課題:
- A) 映画レビューを読み、次の問いに答えよ。
(i) 見出しに掲げられた問いかけは何か。
(ii) この映画は何をヒントに作られたとされているか。
(iii) 筆者によると、観客はどのような様子だったか。
- B) 映画レビューのうち、「人気絶頂のバンド、ニルヴァー」から「の戯言と受け取ってください。」までを、両端の語句も含めて一字一句そのまま書き出せ。
- C) 映画レビューの最後の文に続く部分を書き継げ。

出典抜粋:
########
「アナタは神を信じま~すか~?」ラストデイズ kossyさんの映画レビュー(感想・評価)
アナタは神を信じま~すか~?
人気絶頂のバンド、ニルヴァーナのカート・コバーンが突如自ら命を絶ったことをヒントに作った映画らしい。正直言って、ニルヴァーナはよく知らない・・・観客がいつもより多く若い人が中心だったことからも、よほど人気があったに違いない。と感じたくらいです。よって、以下は何も知らないで観た普通のおっさんの戯言と受け取ってください。
########
資料:
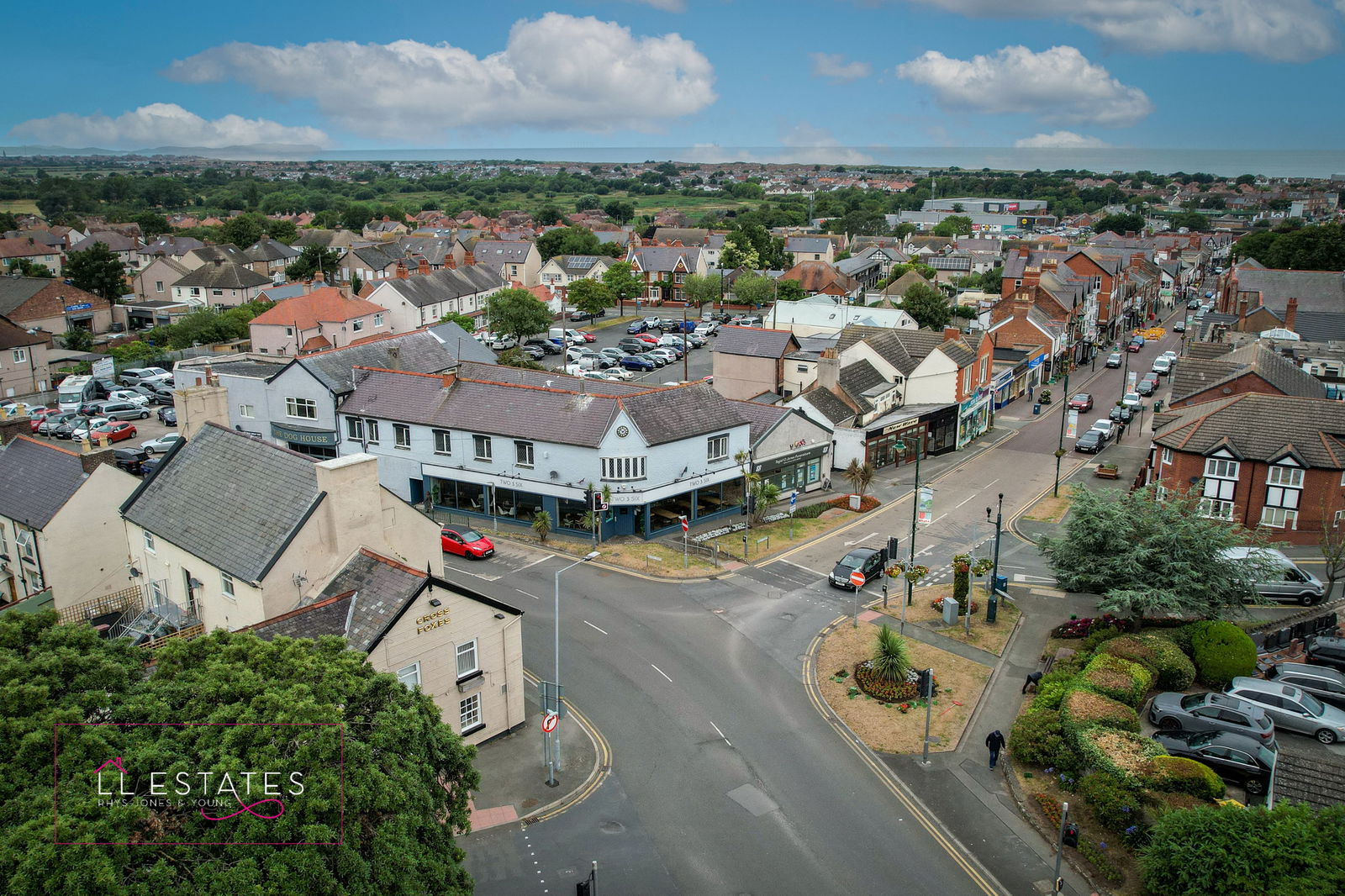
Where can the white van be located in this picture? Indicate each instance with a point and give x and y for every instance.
(1293, 587)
########
解答:
- A)
(i) 「アナタは神を信じま~すか~?」
(ii) 人気絶頂のバンド、ニルヴァーナのカート・コバーンが突如自ら命を絶ったこと
(iii) いつもより多く、若い人が中心だった

- B)
人気絶頂のバンド、ニルヴァーナのカート・コバーンが突如自ら命を絶ったことをヒントに作った映画らしい。正直言って、ニルヴァーナはよく知らない・・・観客がいつもより多く若い人が中心だったことからも、よほど人気があったに違いない。と感じたくらいです。よって、以下は何も知らないで観た普通のおっさんの戯言と受け取ってください。

- C)
ミュージシャンの死に様というのはショッキングなものが多い。特にロックやジャズの世界では、ヤク中になってボロボロになり若死にするパターンばかりだ。この映画でも麻薬のリハビリ施設を抜け出したという設定なので、そう珍しい死に様ではないような気がします。そんな有り触れた内容よりも、感電死したとか、殺虫剤で死んだとか、ロシアンルーレットで死んだとかいった伝説的ミュージシャンを扱ったほうが興味深いのに・・・
この映画の主人公ブレイクは麻薬は断ち切れたようにも思えたのですが、躁鬱状態は深刻でした。彼の心までは推し量れるものではなかったけれど、別荘に住みついた彼の取り巻き達は全くの放置状態であり、「クローゼットに銃がある」とメモまで残す酷さ。孤独感から徘徊を繰り返し、突如ドラムを叩き出したりする症状の彼に対しても普段通りの接し方。「悲痛な叫び」も「普通の叫び」と捉えてしまったのかもしれません。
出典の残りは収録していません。